───── RECORD EXCERPTS ─────

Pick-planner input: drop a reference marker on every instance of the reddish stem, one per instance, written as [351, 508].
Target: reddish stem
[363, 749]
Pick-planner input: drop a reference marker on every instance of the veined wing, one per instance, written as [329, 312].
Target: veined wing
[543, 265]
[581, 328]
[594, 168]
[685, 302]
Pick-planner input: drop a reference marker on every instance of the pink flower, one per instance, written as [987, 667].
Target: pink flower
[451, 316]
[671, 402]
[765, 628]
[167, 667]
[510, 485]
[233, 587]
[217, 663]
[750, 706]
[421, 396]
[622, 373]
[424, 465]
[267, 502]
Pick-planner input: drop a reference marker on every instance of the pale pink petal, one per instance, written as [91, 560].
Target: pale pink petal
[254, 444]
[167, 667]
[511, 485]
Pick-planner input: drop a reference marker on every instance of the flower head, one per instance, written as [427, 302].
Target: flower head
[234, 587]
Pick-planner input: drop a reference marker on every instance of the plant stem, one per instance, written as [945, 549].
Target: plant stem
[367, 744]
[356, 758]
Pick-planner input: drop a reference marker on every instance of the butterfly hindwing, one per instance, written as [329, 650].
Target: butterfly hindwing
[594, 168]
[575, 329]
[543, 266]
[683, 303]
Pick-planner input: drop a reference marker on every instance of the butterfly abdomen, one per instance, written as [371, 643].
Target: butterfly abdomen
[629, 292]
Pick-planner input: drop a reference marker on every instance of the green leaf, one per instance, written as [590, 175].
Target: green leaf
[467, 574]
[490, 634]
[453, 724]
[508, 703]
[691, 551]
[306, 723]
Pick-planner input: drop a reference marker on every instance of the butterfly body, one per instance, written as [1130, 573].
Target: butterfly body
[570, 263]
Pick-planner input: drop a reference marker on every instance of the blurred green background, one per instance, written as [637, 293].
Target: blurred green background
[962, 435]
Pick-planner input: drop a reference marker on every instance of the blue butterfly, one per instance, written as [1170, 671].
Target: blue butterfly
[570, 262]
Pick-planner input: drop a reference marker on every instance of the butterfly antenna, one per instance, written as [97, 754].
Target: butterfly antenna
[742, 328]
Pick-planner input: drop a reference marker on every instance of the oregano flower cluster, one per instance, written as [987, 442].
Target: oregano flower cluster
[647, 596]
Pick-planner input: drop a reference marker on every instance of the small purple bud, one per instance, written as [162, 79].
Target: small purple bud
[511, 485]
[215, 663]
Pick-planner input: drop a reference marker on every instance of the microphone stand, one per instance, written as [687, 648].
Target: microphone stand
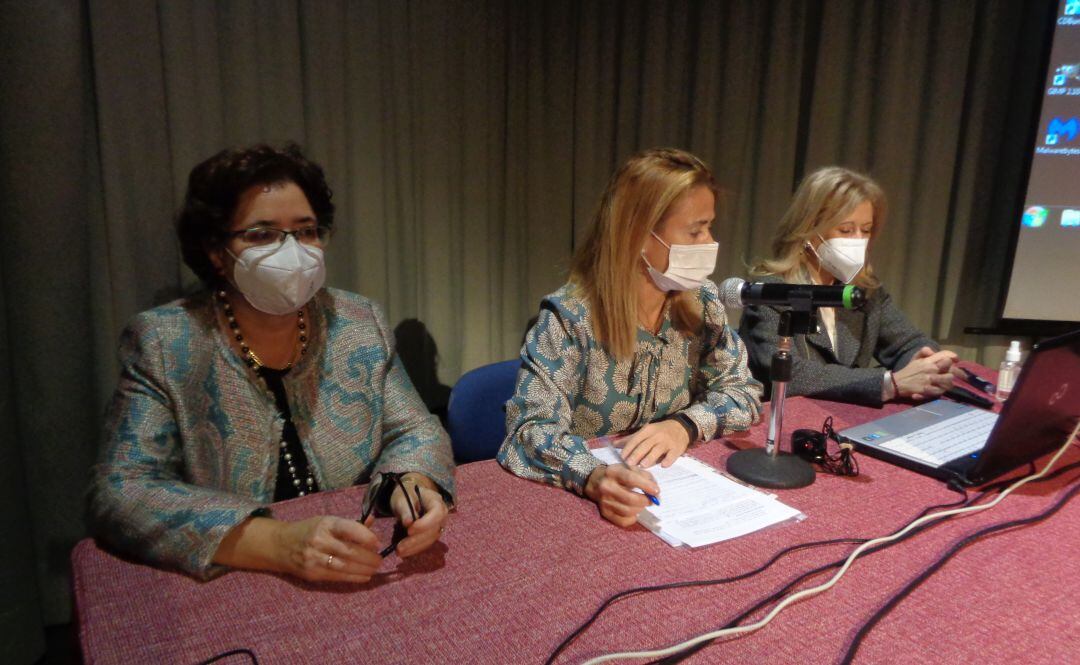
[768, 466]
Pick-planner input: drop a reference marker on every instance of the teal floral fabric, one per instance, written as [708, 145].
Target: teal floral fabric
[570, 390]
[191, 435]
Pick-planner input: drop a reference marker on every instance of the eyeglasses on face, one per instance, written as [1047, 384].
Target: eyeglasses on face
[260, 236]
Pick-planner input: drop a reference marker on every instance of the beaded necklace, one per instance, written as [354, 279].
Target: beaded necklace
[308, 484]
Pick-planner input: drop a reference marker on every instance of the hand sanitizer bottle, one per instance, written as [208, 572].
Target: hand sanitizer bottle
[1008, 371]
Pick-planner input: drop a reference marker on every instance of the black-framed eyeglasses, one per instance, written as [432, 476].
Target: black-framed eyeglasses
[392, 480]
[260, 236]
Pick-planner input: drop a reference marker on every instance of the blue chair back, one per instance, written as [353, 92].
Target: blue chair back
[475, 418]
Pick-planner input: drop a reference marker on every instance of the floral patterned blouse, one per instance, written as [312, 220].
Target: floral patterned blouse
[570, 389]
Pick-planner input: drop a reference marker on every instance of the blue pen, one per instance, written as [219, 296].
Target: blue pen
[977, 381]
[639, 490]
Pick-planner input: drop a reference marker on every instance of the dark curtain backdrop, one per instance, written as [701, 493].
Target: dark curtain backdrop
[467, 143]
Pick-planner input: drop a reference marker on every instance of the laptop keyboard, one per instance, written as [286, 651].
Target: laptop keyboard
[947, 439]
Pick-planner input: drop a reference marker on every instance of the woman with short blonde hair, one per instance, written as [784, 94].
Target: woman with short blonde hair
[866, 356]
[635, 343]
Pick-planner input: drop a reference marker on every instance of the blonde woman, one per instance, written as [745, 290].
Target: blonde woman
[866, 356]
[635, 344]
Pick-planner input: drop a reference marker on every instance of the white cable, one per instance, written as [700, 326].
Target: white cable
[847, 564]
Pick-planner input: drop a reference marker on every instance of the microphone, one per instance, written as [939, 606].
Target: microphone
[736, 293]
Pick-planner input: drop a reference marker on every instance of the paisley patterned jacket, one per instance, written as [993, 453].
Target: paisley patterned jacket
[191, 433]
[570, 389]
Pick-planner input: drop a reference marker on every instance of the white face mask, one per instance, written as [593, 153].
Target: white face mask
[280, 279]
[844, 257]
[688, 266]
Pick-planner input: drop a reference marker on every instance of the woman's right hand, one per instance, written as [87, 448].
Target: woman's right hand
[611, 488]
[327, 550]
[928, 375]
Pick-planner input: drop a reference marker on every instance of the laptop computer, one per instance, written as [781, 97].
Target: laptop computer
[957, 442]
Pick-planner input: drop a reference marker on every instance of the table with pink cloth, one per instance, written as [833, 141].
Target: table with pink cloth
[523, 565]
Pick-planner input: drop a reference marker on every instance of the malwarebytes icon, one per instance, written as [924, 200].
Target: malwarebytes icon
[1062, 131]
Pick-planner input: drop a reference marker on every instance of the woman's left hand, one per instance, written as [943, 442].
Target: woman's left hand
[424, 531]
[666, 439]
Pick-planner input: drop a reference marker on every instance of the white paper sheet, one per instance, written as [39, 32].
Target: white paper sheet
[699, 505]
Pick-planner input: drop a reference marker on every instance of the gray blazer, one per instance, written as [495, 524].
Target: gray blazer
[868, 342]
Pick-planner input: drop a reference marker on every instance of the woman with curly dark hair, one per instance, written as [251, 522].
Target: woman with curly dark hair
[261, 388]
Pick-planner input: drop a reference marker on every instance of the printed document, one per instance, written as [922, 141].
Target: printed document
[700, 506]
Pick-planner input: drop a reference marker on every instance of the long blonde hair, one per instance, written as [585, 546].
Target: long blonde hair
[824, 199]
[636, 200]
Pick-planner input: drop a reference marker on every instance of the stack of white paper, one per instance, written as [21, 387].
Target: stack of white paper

─────

AIM OF THE EXERCISE: Write out all of the records again, substituting "location pin" for every occurrence of "reference marker" and keeping everything else unchanged. Leave the pictures out of your answer.

RESPONSE:
Pick-planner input: drop a location pin on every instance of the reddish stem, one per instance, written as [351, 508].
Target: reddish stem
[363, 749]
Pick-planner input: drop a location pin on every instance of the veined wing, one per instance, written as [329, 312].
Target: veined wing
[543, 265]
[581, 328]
[594, 168]
[685, 302]
Pick-planner input: drop a location pin on every instance of the pink flower, one per instance, written as [987, 667].
Target: pink flower
[451, 316]
[671, 402]
[765, 628]
[167, 667]
[510, 485]
[233, 587]
[217, 663]
[750, 706]
[421, 396]
[622, 373]
[424, 465]
[267, 502]
Pick-planner input: drop a location pin on every instance of the pale pink petal, one per instance, written as [91, 560].
Target: pale pink petal
[254, 444]
[167, 667]
[511, 485]
Pick-planner input: drop a location pin on every instance of the flower head, one per instance, written as [427, 302].
Target: flower head
[234, 587]
Pick-planner input: drop a location pin on every instance of the plant stem, one per instance, written as [945, 549].
Target: plant stem
[367, 744]
[356, 758]
Pick-planner input: drop a location pin on every instance of the butterfly hindwing, one per instance, written as [329, 650].
Target: butterfly hindwing
[594, 168]
[575, 329]
[543, 266]
[683, 303]
Pick-planner input: drop a location pin on every instance of the butterfly abdomen, one per instance, written as [371, 643].
Target: butterfly abdomen
[629, 292]
Pick-planner input: drop a location pin on every instance of the green leaf, one per instance, written as [590, 175].
Target: green leaf
[467, 574]
[490, 634]
[453, 724]
[508, 703]
[691, 551]
[306, 723]
Pick-planner input: drop a location pin on every instance of the butterfly body, one per instance, written as [1130, 573].
Target: butterfly body
[570, 263]
Pick-planner input: drop a location pin on every instance of the blurred green background, one per instance, written as [637, 293].
Target: blurred green background
[962, 435]
Pick-planner input: drop a location pin on every instance of the blue butterfly, one per instance, written as [1170, 671].
Target: blue butterfly
[570, 262]
Pick-planner input: drop a location pin on every instance of the butterfly antenna, one per instance, written as [97, 754].
Target: butterfly antenna
[742, 328]
Pick-planner input: drop a location pin on every instance of the oregano flower cluster, one per instance, written as [987, 442].
Target: oregano flower cluster
[647, 596]
Pick-planner input: drop a location pin on every instance of the small purple bud, one per instance, written as [162, 79].
Target: small purple bud
[511, 485]
[215, 663]
Pick-planner input: drop a location pin on every instance of the microphone stand, one per instance, written as [687, 648].
Target: microphone stand
[768, 466]
Pick-planner input: drop a location pin on every instance of the teal floral fabric, one per instance, written as [708, 145].
Target: teal floral fabric
[570, 390]
[191, 435]
Pick-planner input: drop a location pin on every instance of the eyeglasses on face, one per instance, written as [1047, 384].
Target: eyeglasses on face
[260, 236]
Pick-planner input: drop a location pin on every instance of the beaded necklace, one per instance, written as [354, 279].
Target: beaded necklace
[308, 484]
Pick-planner input: drop a location pin on every instance of the hand sanitizer bottle, one per instance, written as [208, 572].
Target: hand sanitizer bottle
[1008, 371]
Pick-planner input: drop a location pin on every instance of the black-framed eyeglasses, one per instance, written as [432, 476].
Target: black-framed eyeglasses
[392, 480]
[260, 236]
Pick-planner input: drop a location pin on every instance of the blue chair back, one per instance, written as [353, 92].
Target: blue chair back
[475, 418]
Pick-planner input: drop a location pin on every instance of the floral patterned blouse, one per instance, written as [312, 220].
Target: floral patterned blouse
[570, 389]
Pick-planner input: drop a location pin on every instance of the blue pen, one per instance, written as [219, 296].
Target: blue pen
[977, 381]
[639, 490]
Pick-planner input: drop a location pin on every instance of the dark curtain backdrop, one per instance, written as [701, 493].
Target: dark curtain backdrop
[467, 143]
Pick-planner input: drop a location pin on every instance of the laptop keyboard, one per instance, written as [286, 651].
Target: laptop keyboard
[947, 439]
Pick-planner input: drop a location pin on every instance of the woman with short blonde hair, one per instance, written as [784, 94].
Target: woman with short blonde hair
[866, 356]
[635, 343]
Pick-planner input: drop a location pin on every instance of the blonde woman, one per instance, written as [745, 290].
Target: blonde woman
[866, 356]
[635, 344]
Pick-planner input: drop a location pin on every instance of the white cable, one per instance, written as [700, 326].
Target: white cable
[847, 564]
Pick-planner input: drop a location pin on every instance of the microphone, one per instance, written as [939, 606].
Target: microphone
[736, 293]
Pick-planner input: drop a location pin on every instance of the paisley patterned jacket, one per instance, written as [993, 453].
Target: paisley patterned jacket
[191, 433]
[570, 389]
Pick-planner input: drop a location pin on every instance of the white face mask, one per instance, written as [593, 153].
Target: white face mask
[280, 279]
[844, 257]
[688, 266]
Pick-planner input: drop a location pin on every instance of the woman's right hand, one per instance, written as [87, 448].
Target: woman's right hand
[611, 488]
[327, 550]
[928, 375]
Pick-planner input: drop a location pin on every instance of the laptop computer, one per instance, written as [781, 97].
Target: laptop computer
[957, 442]
Pick-planner input: drop a location pin on every instance of the table with pink cloth, one per instance, written as [833, 141].
Target: table with pink cloth
[523, 565]
Pick-planner input: drop a location pin on every instance of the malwarebytes icon, one per instance, written as [924, 200].
Target: malwarebytes icon
[1062, 131]
Pick-planner input: drop a location pin on every instance of the woman's left hand, one per instance, written as [943, 442].
Target: woman's left hand
[424, 531]
[666, 439]
Pick-planner input: drop a location pin on every instance of the white paper sheet, one per instance, written as [39, 32].
Target: white paper sheet
[699, 505]
Pick-planner input: drop a location pin on every instance of the gray blazer, one per instance, written as [495, 524].
Target: gray blazer
[868, 342]
Pick-planner input: drop a location pin on every instance of the woman with curly dark hair, one per instance, written as [251, 522].
Target: woman with curly dark hair
[261, 388]
Pick-planner input: drop a location pin on every instance of the printed document, one per instance, written as [922, 141].
Target: printed document
[700, 506]
Pick-planner input: drop a location pin on every instance of the long blonde hair, one per instance, written as [585, 546].
Target: long blonde hair
[824, 199]
[636, 200]
Pick-planner input: drop a location pin on every instance of the stack of white paper, one per instance, written as [21, 387].
Target: stack of white paper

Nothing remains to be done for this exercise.